== Given exercise ==
Output each line exactly as it appears, skipping any embedded picture.
══ Raw data
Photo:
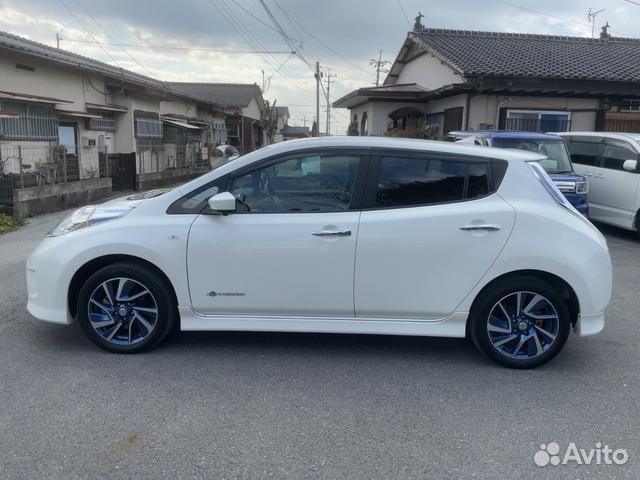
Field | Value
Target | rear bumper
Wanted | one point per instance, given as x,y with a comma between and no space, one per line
588,325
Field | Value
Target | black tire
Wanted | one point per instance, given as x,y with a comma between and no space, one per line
489,298
161,296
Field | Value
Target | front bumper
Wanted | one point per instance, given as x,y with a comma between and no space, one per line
588,325
47,285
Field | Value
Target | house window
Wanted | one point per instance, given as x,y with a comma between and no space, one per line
26,121
364,127
629,105
538,120
106,123
147,124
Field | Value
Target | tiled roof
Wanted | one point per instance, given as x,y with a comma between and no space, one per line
281,111
226,94
534,56
289,130
23,45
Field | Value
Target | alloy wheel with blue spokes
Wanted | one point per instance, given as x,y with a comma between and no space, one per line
523,325
122,311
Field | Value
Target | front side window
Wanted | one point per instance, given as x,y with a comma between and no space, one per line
407,181
557,160
314,183
614,156
585,153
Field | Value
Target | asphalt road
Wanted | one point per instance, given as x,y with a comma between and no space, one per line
255,406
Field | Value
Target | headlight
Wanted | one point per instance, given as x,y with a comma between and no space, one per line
87,216
582,187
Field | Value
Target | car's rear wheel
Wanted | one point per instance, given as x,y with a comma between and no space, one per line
126,308
521,322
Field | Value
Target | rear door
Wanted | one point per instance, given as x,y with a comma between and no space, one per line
290,248
620,185
421,248
586,156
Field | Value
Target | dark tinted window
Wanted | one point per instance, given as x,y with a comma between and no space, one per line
406,181
313,183
614,156
478,179
585,153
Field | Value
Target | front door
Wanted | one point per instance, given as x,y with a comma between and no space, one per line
290,248
67,135
418,253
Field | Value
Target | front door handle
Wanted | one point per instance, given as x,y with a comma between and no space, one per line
332,233
485,227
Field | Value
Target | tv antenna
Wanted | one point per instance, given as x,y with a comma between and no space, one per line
591,16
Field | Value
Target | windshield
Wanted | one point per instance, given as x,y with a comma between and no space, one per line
557,160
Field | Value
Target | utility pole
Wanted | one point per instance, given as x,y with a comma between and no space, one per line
330,76
317,99
379,64
591,16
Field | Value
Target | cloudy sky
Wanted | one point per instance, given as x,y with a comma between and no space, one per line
216,40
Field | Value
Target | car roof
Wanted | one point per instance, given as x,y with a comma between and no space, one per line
507,134
618,135
393,143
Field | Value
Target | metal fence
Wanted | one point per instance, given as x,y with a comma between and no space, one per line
538,125
32,165
153,156
28,127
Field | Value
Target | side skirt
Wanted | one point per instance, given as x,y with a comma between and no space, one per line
452,326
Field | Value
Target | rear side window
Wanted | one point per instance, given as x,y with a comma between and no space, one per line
409,181
614,156
585,153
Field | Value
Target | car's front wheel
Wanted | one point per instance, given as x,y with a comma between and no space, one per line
521,322
126,308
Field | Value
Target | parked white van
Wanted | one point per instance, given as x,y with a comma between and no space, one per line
610,163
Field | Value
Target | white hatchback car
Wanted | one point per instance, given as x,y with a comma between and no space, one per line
610,162
344,235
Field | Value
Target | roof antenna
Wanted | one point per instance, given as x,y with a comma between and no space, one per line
591,16
417,26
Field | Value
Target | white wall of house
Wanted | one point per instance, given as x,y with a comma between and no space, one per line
179,107
428,71
51,80
253,110
484,108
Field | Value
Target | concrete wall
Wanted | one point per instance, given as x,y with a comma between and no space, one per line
51,198
145,181
428,71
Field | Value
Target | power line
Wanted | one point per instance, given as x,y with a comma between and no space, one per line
88,32
110,37
187,49
404,13
542,14
335,52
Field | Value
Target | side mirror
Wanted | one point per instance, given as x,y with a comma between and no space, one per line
630,165
223,203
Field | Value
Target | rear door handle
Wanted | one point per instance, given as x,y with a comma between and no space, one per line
485,227
332,233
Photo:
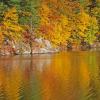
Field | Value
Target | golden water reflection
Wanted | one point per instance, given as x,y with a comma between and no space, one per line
63,76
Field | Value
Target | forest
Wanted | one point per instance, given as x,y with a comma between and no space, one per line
41,26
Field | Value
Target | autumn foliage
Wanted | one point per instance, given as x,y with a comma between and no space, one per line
59,21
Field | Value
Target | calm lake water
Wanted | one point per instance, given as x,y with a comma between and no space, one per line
62,76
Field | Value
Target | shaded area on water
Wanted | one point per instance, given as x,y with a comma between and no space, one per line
63,76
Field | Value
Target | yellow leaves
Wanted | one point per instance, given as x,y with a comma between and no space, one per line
11,14
64,20
11,26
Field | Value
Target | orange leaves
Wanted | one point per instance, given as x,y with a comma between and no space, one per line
10,22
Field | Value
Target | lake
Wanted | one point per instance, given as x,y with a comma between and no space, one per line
61,76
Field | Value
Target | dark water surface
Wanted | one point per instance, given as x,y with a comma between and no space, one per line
63,76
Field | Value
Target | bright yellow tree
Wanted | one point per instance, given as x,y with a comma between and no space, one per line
12,28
════
== Solution ==
Photo:
Field | Value
Target | rear bumper
Wanted | one point per instance, given as x,y with a comma between and no space, one per line
588,325
Field | Value
Target | black tire
Wanted | one point per instance, given as x,y with a comma between and no space, one per line
489,298
161,296
Field | Value
Target | front bumper
Wanted | one point per instance, given as x,y with a comma between and no space, one per line
588,325
47,285
Field | Value
Target | house window
Wanted | one point per instance, given as x,y with a comma between and no space, one per line
26,121
364,127
629,105
538,120
106,123
147,124
Field | Value
Target | tiled roof
Wanted | one point per instance, given as x,y with a comma between and no space, one per line
281,111
226,94
534,56
289,130
23,45
Field | Value
Target | alloy wheel with blue spokes
Wanted | one point per instance, given as x,y with a comma between and no space, one per line
523,325
122,311
Field | Value
Target | front side window
Wanted | one point per instance, given as x,y with a comma between and no space, one per line
407,181
557,160
314,183
614,156
585,153
Field | Value
Target | asphalt road
Wanted | one point per instance, given as x,y with a comma between and no space, one per line
255,406
Field | Value
Target | headlight
Wanted | one point per instance, given as x,y with a comma between and no space, one per line
87,216
582,187
Field | Value
Target | car's rear wheel
Wanted | one point per instance, given as x,y with a comma between and no space, one per line
126,308
521,322
Field | Value
Target | rear door
Wanted | one point per instance, given as x,y with a comma between and no space, one per line
290,248
620,185
421,248
586,156
Field | Value
Target | dark tinted window
Wanted | one point per instance, given as x,y with a comma between and no space, one per line
406,181
313,183
614,156
478,179
585,153
Field | Value
Target | front door
Wanted | one point per instance, given as x,y with a comma between and no space, one per line
290,248
67,135
418,253
Field | Value
Target | front door handle
Wanted | one point per instance, given as x,y with a comma between and no space, one per line
332,233
485,227
Field | Value
Target | tv antenna
Wanted | one point per instance, given as x,y with a comma between and no space, one per line
591,16
Field | Value
Target | windshield
Wanted | one point per instance, given as x,y with a comma between and no space, one per line
557,160
Field | Value
Target | utility pole
Wanted | one point per instance, given as x,y with a comma between and no space, one per line
330,76
317,99
379,64
591,16
Field | Value
Target | cloudy sky
Wanted | one point per instance, given as x,y with a comma between and no space, one per line
216,40
Field | Value
Target | car roof
Wanted | one point per instance, given as x,y with a comma between and no space, one per line
507,134
618,135
393,143
Field | Value
Target | metal fence
Wanted | one point per instance, given as x,y with a comma between and no space, one per line
538,125
32,165
153,156
28,127
Field | Value
Target | side skirt
Wanted | one point per instance, given as x,y with a comma between and no space, one per line
452,326
Field | Value
Target | rear side window
Wanted | one point per instance, given as x,y with a comma between and no space, one per line
409,181
614,156
585,153
Field | Value
Target | car's front wheel
Wanted | one point per instance, given as x,y with a comma between and no space, one per line
521,322
126,308
Field | Value
Target | parked white van
Wanted | one point per instance, given as x,y with a comma between and no space, one per line
610,163
Field | Value
Target | white hatchback car
Wanted | one point per instance, given as x,y with a comma between and no space, one per line
610,162
344,235
Field | Value
Target | roof antenna
Wanted | one point per instance, given as x,y with a comma between and no space, one per line
591,16
417,26
Field | Value
Target | white wall of house
Wanted | one point per instance, given as x,y with a comma between and no space, one per line
179,107
428,71
51,80
253,110
484,108
Field | Value
Target | concrete wall
Wanted | one point per instance, given as x,y with a comma between and no space, one per line
51,198
145,181
428,71
Field | Value
Target | power line
Wanted | one point per instance, given as x,y with a comma between and no space, one per line
88,32
110,37
187,49
404,13
542,14
335,52
Field | Value
Target | side mirror
Wanted | one point per instance, given as x,y with a comma between and no space, one per line
630,165
223,203
Field | Value
Target | rear door handle
Wanted | one point per instance, given as x,y with a comma between and no space, one per line
485,227
332,233
Photo:
Field | Value
Target | golden water reflection
Wanted | one point per instance, given as x,y with a comma between and no space, one per line
63,76
Field | Value
Target | forest
Wanted | one point per instance, given as x,y with a comma between and no space, one per line
41,26
Field | Value
Target | autumn foliage
Wanted | one point per instance, given as x,y with a comma between and no space, one per line
59,21
Field | Value
Target | calm lake water
Wanted | one point per instance, given as x,y with a comma between and no space, one per line
62,76
Field | Value
Target | shaded area on water
Wanted | one point per instance, given as x,y with a comma between and no space, one per line
63,76
Field | Value
Target | yellow leaves
Wanted | one point per instance, given as x,y with a comma between and no space, one per line
11,14
64,20
11,26
Field | Value
Target | orange leaves
Wanted | one point per instance, given as x,y with a comma between and no space, one per line
10,22
Field | Value
Target | lake
Wanted | one point per instance, given as x,y with a comma between and no space, one per line
61,76
Field | Value
Target | dark water surface
Wanted | one point per instance, given as x,y with a comma between and no space, one per line
63,76
Field | Value
Target | bright yellow tree
Wanted | one point per instance, given as x,y with a comma between and no space, one per line
12,28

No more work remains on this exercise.